Job – Echo back the stretch of the draft profile from "Clyde Edwards-Helaire has" through "top running back." without changing a word.

Passage shown –
^^^^^^^^^^^^^^^^
2020 NFL Draft Profile: Strengths, weaknesses, best Fantasy fits for Clyde Edwards-Helaire
LSU's Clyde Edwards-Helaire may not wow you with his speed, but most of his other attributes should put him on the field — and on your Fantasy roster — in 2020.
Clyde Edwards-Helaire has been a high-profile player since his freshman year in high school when he played for his school's varsity team in Baton Rouge, La. Not surprisingly, he became a four-star recruit and wound up with his home-state LSU Tigers. He played very sparingly on offense as a freshman, contributing more as a special teamer in 2017. He did more of both in 2018 as a sophomore before entrenching himself as the Tigers' primary running back during their undefeated 2019 season. His 55 receptions as a junior were tied for the second-most in the FBS and his 1,414 rush yards were 15th best in the nation. Not surprisingly, Edwards-Helaire was a consensus first-team All-SEC running back and was the only runner in the SEC to be named a semifinalist for the Doak Walker Award, given to the nation's top running back.
^^^^^^^^^^^^^^^^
Supplied material –
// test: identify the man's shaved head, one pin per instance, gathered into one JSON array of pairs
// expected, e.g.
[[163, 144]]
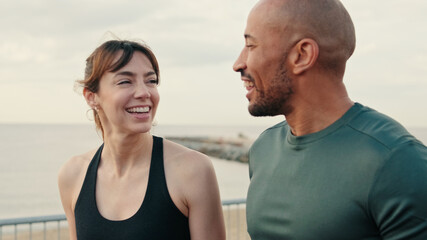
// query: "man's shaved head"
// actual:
[[325, 21]]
^^^^^^^^^^^^^^^^
Response below –
Clyde Edwards-Helaire has been a high-profile player since his freshman year in high school when he played for his school's varsity team in Baton Rouge, La. Not surprisingly, he became a four-star recruit and wound up with his home-state LSU Tigers. He played very sparingly on offense as a freshman, contributing more as a special teamer in 2017. He did more of both in 2018 as a sophomore before entrenching himself as the Tigers' primary running back during their undefeated 2019 season. His 55 receptions as a junior were tied for the second-most in the FBS and his 1,414 rush yards were 15th best in the nation. Not surprisingly, Edwards-Helaire was a consensus first-team All-SEC running back and was the only runner in the SEC to be named a semifinalist for the Doak Walker Award, given to the nation's top running back.